Top of DATA

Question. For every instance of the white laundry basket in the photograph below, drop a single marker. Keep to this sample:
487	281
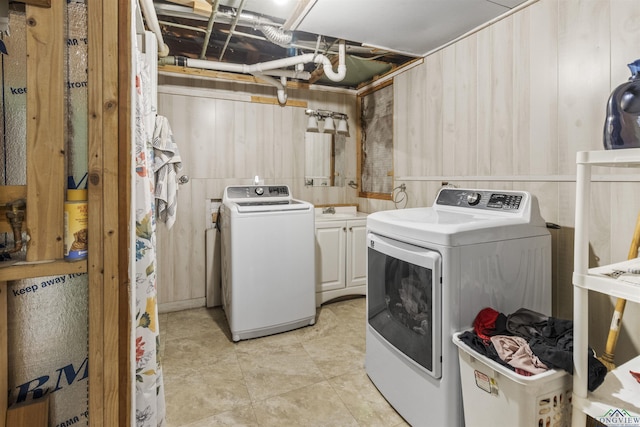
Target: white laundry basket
494	395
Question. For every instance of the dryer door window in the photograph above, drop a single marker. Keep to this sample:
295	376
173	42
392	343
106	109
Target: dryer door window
404	294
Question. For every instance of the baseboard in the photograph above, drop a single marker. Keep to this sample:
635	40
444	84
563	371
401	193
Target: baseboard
168	307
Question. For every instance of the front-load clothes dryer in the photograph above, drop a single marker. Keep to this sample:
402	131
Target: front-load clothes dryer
429	272
268	260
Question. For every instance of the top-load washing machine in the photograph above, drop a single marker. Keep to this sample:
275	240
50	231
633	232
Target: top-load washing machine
429	272
267	260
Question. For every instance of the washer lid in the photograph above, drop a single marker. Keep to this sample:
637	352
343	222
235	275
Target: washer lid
452	221
261	198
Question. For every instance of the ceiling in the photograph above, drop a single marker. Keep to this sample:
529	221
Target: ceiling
380	35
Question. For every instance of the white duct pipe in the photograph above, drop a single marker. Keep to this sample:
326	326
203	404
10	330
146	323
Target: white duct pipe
265	67
152	22
342	67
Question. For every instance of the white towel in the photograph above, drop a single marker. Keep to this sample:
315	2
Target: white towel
166	164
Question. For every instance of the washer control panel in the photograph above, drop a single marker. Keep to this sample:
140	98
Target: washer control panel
509	201
257	191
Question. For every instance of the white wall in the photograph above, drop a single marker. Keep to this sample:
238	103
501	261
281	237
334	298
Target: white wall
508	108
505	108
225	139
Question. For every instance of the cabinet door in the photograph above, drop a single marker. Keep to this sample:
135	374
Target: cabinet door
356	253
330	253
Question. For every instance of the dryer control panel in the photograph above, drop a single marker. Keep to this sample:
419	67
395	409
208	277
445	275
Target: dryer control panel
506	201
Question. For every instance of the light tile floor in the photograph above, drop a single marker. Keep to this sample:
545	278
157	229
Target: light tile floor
313	376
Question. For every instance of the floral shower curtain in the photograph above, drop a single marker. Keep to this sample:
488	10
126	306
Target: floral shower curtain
149	399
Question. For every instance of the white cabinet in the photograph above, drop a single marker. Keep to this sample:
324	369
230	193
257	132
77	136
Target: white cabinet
619	390
340	258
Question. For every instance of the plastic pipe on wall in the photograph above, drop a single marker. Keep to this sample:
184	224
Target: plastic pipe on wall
152	21
265	67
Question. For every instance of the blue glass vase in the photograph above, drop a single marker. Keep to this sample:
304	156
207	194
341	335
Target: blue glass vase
622	125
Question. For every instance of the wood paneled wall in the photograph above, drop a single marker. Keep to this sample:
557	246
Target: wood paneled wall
508	108
225	139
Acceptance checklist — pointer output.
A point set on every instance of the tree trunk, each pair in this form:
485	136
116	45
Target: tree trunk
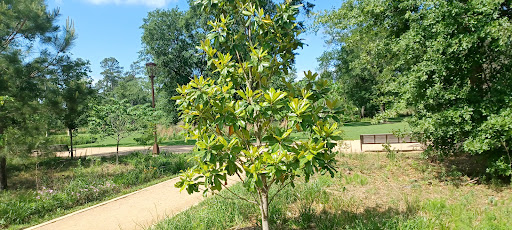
264	210
117	150
71	142
3	173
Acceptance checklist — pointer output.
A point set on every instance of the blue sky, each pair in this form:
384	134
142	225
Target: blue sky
111	28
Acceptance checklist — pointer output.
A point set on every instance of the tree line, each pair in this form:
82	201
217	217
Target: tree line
444	63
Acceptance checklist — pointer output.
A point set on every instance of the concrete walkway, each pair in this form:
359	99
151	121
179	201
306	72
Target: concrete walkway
145	207
137	210
109	151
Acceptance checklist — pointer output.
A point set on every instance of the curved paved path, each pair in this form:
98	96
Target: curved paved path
108	151
143	208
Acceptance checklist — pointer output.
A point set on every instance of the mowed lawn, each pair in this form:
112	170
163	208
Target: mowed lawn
351	131
369	191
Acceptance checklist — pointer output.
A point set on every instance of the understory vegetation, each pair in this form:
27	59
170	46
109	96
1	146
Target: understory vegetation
370	191
48	187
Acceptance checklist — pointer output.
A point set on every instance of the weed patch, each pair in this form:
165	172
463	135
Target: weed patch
370	191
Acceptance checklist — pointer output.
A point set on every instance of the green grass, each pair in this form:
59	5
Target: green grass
352	130
370	191
130	142
42	189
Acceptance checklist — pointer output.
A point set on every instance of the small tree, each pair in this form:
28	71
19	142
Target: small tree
241	124
116	119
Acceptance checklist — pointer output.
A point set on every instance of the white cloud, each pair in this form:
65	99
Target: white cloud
151	3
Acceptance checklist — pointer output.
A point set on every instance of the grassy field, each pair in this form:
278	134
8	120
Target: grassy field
351	132
45	188
370	191
129	142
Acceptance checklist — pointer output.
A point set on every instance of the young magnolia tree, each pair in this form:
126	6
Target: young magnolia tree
241	124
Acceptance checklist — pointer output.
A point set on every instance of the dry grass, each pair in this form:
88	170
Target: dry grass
370	191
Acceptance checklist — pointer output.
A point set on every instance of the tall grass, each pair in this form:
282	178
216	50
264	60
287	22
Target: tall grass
63	184
370	191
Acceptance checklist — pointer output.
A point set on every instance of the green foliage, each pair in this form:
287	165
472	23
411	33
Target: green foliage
77	140
369	192
112	73
118	119
170	38
82	182
448	61
25	24
237	118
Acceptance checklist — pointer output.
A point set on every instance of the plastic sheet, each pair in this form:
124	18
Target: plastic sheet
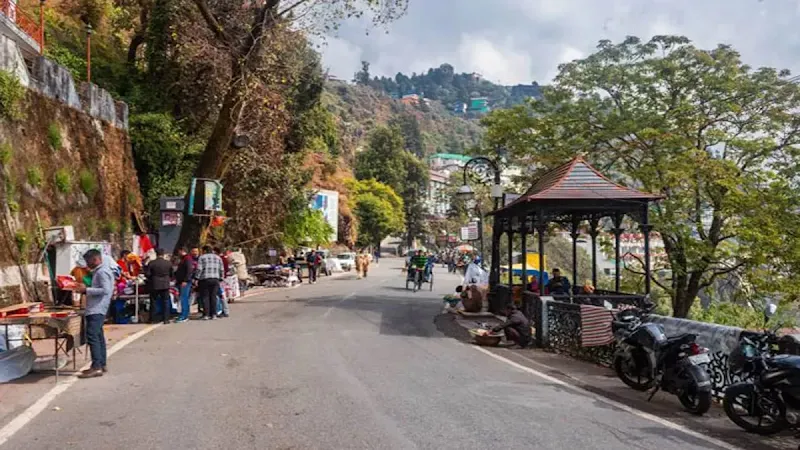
16	363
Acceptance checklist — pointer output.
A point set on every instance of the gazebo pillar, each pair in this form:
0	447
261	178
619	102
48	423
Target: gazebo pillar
646	227
593	233
497	233
541	228
510	252
523	233
617	233
575	233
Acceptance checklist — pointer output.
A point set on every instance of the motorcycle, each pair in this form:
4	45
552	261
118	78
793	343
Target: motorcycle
771	394
647	359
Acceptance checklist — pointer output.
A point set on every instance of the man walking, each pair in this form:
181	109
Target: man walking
159	273
98	299
183	279
311	261
208	275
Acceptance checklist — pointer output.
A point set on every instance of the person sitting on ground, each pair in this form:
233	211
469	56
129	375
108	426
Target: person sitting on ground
517	327
558	285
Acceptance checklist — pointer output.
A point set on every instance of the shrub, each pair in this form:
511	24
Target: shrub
6	152
11	93
87	182
54	136
63	181
34	176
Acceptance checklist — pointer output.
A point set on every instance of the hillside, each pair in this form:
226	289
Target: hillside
358	109
448	87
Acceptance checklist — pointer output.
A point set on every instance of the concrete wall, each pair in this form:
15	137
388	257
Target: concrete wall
11	60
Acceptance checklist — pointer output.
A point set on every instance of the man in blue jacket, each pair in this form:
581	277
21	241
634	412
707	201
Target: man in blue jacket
98	299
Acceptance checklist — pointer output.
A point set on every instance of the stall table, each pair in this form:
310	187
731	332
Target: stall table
66	328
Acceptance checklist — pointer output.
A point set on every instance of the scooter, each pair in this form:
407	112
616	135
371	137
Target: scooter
647	359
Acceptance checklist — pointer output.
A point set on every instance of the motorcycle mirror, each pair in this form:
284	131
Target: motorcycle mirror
770	310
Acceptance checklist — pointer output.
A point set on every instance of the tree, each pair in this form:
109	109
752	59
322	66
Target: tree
383	159
306	226
414	194
408	125
362	77
246	35
715	137
379	210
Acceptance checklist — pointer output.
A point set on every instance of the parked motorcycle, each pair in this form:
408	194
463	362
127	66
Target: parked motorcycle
647	359
771	395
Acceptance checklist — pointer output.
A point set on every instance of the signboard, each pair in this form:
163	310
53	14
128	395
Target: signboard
471	232
171	219
328	203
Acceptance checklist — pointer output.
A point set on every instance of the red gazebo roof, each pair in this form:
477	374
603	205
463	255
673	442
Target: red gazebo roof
578	180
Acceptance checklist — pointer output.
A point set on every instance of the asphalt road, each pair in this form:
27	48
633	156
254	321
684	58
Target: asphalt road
344	364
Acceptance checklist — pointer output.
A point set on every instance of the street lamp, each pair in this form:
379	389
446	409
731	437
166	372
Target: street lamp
485	168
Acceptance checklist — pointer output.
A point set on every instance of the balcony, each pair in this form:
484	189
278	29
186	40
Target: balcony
22	26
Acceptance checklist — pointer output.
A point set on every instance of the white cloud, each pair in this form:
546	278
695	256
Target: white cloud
522	40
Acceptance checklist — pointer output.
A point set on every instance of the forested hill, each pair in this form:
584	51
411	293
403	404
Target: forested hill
448	87
427	127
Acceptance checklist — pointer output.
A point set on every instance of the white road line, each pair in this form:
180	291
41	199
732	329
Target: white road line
29	414
608	401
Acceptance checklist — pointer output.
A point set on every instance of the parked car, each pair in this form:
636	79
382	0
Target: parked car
347	260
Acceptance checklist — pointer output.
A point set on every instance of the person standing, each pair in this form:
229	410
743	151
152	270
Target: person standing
208	276
159	273
98	300
183	279
311	260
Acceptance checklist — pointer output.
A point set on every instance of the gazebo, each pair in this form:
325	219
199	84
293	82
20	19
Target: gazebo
569	196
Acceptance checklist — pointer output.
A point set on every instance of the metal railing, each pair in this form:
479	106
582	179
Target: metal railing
26	21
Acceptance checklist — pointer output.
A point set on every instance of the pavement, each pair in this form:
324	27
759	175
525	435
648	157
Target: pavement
343	364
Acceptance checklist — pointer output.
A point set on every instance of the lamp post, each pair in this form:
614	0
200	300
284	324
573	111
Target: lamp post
88	53
484	167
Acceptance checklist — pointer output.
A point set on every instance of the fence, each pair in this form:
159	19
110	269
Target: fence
558	328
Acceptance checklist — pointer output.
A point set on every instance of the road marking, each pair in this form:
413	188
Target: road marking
608	401
29	414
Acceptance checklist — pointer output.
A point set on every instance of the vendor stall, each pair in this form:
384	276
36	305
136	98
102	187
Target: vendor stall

Bottom of DATA

THE TASK: Using the entries above, return each line in which the word "vendor" occurs.

SOLUTION TO THIS PROBLEM:
A point set on every instance of the vendor stall, each pair in this form:
Target: vendor stall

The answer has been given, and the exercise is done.